Document segment:
--------------------
My historical essay Defanging the Beast: Mennonite Responses to John Howard Yoder’s Sexual Abuse, published in 2015, interrogates how three institutions – Associated Mennonite Biblical Seminary (AMBS), Elkhart, Indiana, Prairie Street Mennonite Church in Elkhart, and IMMC – responded to reports of Yoder’s sexual harassment and abuse of women, which dated back at least to the mid-1970s.5 In 1973, Yoder ended a term as president of Goshen Biblical Seminary in Elkhart. He continued his dual appointments as a faculty member at the seminary and at the nearby University of Notre Dame. More than a decade later, in 1984, Goshen Biblical Seminary administrators and board members forced Yoder’s resignation. In secret severance agreements, they promised not to publicize the reasons for his departure. After leaving the seminary, Yoder, already tenured at Notre Dame, taught there full-time and continued to publish widely in Christian theology and ethics.
--------------------
Provided material:

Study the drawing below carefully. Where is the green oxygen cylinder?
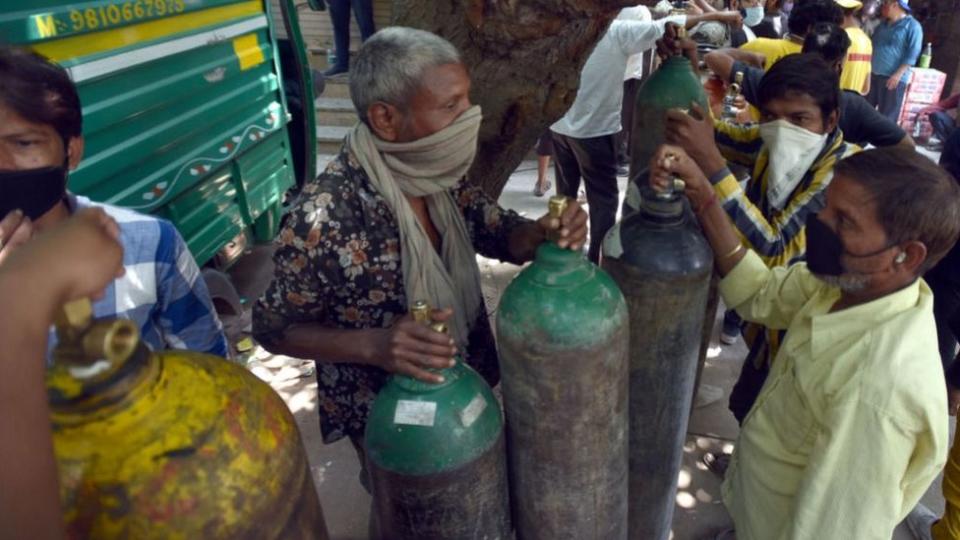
[630,56,710,185]
[497,197,629,540]
[365,302,511,540]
--------------------
Continue the excerpt about how Mennonite institutions responded to John Howard Yoder's sexual abuse, picking up right after its final sentence.

But as Goshen College president Vic Stoltzfus would observe, by the beginning of the next decade, JHY is in trouble with most Mennonite institutions.6 Because of Yoder’s history of sexually abusive behavior on the AMBS campus, in private homes and apartments, and at conferences across the United States and internationally, he was no longer being invited to speak in many Mennonite settings. Yoder’s status – an ordained church leader who was unwelcome in locales ranging from his alma mater, Goshen (Indiana) College, to Mennonite Central Committee-sponsored meetings – was not stated policy, but rather an unspoken, unpublicized and inconsistent practice. Mennonite agencies hoping to draw the renowned scholar to their events sometimes did so, discounting rumors of Yoder’s sexual misdeeds at the seminary, or finding that substantiating reports of his wrongdoing seemed impossible, given AMBS leaders’ unwillingness to release details about his employment record.

At three Mennonite colleges – Goshen College in the mid-1980s, Bethel College in 1992 and Eastern Mennonite University (EMU) in 1997 – grassroots concern about Yoder’s history prompted administrators to address whether or not to welcome him as a visiting speaker. In each case, this led to campus controversies. In one instance, at Bethel College in North Newton, Kansas, fallout included widespread publicity, as religious and secular news services reported that Yoder faced accusations of sexual abuse.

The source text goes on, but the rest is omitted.